Printed From: the12volt.com
Forum Name: Lights, Neon, LEDs, HIDs
Forum Discription: Under Car Lighting, Strobe Lights, Fog Lights, Headlights, HIDs, DRL, Tail Lights, Brake Lights, Dashboard Lights, WigWag, etc.
URL: https://www.the12volt.com/installbay/forum_posts.asp?tid=130432
Printed Date: May 10, 2025 at 8:28 AM


Topic: led air conditioning

Posted By: jrdrumbum
Subject: led air conditioning
Date Posted: January 29, 2012 at 4:56 PM

Hey guys, I'm looking for some help with a LED project I'm doing on my car.
Heres my plan: I'm going to install red and blue LEDs inside the air conditioning vents in my car. Then I want to wire the LEDs to the air conditioning temperature dial in my dash so that as I change the temperature from cold to hot, the LEDs will fade from blue to red to display the temperature I have selected. Basically, as the dial turns from left to right, the blue led will fade to nothing, and the opposite for the red LED. If anyone knows how to do this, or knows where else I should go looking for answers to this, I'd really appreciate it.

> [Data lines]
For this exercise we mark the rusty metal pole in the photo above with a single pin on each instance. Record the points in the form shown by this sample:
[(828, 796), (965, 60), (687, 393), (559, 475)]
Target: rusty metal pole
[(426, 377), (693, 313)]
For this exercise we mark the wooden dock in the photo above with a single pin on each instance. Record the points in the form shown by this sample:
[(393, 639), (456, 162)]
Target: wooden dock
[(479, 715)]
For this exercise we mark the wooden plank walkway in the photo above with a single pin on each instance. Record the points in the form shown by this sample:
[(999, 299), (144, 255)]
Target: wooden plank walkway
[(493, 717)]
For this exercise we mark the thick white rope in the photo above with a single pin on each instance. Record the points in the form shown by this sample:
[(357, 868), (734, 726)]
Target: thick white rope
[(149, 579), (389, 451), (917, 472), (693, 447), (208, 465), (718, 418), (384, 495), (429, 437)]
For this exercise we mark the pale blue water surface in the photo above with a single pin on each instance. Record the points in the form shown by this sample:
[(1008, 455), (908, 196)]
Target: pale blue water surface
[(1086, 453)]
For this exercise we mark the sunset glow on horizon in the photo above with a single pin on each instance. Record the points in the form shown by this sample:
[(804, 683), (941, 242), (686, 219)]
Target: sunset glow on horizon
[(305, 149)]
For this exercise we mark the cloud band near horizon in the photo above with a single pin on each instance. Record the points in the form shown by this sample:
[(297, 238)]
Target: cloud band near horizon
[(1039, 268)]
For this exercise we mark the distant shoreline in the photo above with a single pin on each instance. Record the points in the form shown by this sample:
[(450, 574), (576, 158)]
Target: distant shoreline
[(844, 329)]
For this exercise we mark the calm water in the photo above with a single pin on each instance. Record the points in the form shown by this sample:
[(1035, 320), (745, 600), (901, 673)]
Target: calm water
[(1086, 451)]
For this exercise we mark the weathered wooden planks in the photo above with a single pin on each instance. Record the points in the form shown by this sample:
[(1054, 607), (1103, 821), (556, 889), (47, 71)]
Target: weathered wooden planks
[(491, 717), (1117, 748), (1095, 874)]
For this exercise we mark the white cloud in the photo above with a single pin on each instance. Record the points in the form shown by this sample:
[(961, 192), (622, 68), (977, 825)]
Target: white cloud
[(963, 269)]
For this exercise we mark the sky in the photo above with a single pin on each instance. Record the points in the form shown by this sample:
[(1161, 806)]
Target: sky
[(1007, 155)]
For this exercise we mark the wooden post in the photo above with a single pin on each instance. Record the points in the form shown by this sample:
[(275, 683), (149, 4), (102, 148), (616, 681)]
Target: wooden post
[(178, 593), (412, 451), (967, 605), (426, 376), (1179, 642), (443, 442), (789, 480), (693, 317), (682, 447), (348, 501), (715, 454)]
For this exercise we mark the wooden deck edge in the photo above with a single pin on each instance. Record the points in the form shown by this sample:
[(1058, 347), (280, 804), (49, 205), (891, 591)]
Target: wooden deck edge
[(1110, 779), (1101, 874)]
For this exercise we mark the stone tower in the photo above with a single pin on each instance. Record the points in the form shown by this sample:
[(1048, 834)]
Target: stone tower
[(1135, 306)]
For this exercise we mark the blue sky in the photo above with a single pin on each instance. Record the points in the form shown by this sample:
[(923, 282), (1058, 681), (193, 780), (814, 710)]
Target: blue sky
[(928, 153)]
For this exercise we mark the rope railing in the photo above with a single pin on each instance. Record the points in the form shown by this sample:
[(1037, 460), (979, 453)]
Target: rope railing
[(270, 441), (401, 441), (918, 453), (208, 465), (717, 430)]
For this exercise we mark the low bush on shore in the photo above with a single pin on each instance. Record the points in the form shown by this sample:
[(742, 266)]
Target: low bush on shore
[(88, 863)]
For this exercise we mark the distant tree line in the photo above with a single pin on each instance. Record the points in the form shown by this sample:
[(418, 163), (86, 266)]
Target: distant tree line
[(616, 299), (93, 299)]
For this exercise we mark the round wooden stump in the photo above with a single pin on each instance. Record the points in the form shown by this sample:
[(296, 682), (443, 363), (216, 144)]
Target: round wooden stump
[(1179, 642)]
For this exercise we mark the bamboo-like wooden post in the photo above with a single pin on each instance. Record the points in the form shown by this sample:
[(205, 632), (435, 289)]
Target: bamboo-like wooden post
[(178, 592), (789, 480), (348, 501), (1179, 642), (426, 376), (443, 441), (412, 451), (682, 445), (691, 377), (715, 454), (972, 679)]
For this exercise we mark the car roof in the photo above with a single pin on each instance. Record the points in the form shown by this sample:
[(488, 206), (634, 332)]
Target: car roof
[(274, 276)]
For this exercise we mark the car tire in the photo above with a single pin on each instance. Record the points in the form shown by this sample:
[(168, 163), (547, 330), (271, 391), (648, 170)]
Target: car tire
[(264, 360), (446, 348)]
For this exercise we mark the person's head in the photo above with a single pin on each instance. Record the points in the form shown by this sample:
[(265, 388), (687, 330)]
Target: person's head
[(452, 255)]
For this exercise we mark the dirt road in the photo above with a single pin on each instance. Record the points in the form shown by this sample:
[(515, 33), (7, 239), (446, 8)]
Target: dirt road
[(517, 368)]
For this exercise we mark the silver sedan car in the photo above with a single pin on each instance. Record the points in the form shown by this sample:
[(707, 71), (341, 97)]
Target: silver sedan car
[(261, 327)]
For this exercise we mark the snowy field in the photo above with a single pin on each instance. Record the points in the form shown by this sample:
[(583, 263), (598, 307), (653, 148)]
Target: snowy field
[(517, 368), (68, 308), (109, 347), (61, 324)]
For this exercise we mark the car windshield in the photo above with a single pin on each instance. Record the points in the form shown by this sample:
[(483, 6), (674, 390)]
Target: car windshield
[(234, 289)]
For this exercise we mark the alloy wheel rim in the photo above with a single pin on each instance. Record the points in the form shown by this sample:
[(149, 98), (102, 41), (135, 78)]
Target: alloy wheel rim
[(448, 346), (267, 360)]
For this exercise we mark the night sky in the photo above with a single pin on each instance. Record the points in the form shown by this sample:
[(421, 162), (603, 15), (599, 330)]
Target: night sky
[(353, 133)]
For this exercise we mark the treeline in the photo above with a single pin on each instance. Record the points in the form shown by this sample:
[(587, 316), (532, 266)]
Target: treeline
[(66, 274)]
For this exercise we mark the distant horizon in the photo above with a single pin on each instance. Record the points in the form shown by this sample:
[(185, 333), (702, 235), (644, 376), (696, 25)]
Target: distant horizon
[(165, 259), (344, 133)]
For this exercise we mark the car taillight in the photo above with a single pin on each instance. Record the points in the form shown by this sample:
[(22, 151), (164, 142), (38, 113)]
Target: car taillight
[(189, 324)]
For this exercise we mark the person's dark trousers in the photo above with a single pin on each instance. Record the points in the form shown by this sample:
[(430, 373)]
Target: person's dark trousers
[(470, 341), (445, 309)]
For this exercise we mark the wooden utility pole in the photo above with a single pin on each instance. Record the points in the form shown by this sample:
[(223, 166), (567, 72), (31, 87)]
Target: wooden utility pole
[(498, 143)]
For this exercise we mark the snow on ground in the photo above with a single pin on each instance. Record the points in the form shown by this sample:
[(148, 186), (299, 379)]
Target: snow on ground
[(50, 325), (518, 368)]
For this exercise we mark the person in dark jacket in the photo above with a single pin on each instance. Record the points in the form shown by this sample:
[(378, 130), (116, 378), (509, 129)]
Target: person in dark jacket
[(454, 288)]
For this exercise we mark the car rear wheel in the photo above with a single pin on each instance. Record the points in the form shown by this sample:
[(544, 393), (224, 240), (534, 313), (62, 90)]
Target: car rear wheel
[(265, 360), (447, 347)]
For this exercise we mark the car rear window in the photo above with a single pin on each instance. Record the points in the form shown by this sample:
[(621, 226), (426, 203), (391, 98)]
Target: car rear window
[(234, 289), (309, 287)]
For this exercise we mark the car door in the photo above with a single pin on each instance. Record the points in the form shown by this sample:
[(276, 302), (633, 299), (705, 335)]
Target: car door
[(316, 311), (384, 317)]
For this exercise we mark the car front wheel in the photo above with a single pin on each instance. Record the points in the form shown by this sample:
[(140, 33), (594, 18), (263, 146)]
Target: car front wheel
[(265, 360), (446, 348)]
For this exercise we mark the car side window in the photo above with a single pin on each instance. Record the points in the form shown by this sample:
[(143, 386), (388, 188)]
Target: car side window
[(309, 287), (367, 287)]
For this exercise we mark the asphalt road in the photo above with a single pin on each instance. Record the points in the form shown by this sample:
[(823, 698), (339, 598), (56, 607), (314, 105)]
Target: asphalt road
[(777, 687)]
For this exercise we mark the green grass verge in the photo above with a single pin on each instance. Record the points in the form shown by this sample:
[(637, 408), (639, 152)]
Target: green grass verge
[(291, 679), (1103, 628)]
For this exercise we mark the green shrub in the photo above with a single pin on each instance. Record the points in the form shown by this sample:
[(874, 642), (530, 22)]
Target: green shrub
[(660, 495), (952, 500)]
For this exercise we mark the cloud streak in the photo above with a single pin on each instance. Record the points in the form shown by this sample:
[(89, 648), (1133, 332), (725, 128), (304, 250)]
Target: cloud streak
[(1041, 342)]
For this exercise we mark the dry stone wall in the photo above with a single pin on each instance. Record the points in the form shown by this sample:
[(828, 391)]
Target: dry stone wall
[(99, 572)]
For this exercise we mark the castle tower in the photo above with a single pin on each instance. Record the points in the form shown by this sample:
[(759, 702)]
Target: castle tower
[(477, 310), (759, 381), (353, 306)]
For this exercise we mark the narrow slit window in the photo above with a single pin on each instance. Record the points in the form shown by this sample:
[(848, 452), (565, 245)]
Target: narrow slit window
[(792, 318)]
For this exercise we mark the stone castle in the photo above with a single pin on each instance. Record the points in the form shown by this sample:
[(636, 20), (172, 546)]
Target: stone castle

> [What is being asked] In the forum post, what does the poster want the blue LED to do as the temperature dial turns from left to right?

> [Exercise answer] The blue LED should fade to nothing.